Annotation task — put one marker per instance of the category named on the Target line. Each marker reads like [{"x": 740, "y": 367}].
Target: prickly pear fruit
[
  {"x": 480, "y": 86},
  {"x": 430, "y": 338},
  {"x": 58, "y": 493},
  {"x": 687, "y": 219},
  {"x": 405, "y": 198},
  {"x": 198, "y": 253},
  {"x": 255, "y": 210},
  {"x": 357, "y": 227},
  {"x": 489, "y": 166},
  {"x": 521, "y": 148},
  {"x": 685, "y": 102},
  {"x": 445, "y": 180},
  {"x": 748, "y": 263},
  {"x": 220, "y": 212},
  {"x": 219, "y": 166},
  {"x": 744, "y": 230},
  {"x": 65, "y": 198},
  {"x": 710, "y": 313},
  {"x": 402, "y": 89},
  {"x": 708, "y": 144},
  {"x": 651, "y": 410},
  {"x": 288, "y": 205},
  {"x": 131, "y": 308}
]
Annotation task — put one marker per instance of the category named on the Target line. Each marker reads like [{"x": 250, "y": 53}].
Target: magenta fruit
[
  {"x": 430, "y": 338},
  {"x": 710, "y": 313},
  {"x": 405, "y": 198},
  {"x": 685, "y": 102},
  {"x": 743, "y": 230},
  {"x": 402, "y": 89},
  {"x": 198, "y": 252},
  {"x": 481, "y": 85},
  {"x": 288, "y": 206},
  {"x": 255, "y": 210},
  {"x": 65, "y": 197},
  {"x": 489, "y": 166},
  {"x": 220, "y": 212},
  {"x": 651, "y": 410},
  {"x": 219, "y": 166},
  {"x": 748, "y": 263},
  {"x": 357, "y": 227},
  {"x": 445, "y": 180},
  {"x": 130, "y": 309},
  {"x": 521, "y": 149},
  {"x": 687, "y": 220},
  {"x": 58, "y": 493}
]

----------------

◆ **To do**
Out of the data above, return each line where the word "reads" can be found.

◆ **Result of this exercise**
Annotation task — put one marker per instance of the category named on the Target line. Each marker reads like [{"x": 740, "y": 367}].
Annotation task — put one marker per instance of the category named on the Target line. Each marker reads like [{"x": 250, "y": 53}].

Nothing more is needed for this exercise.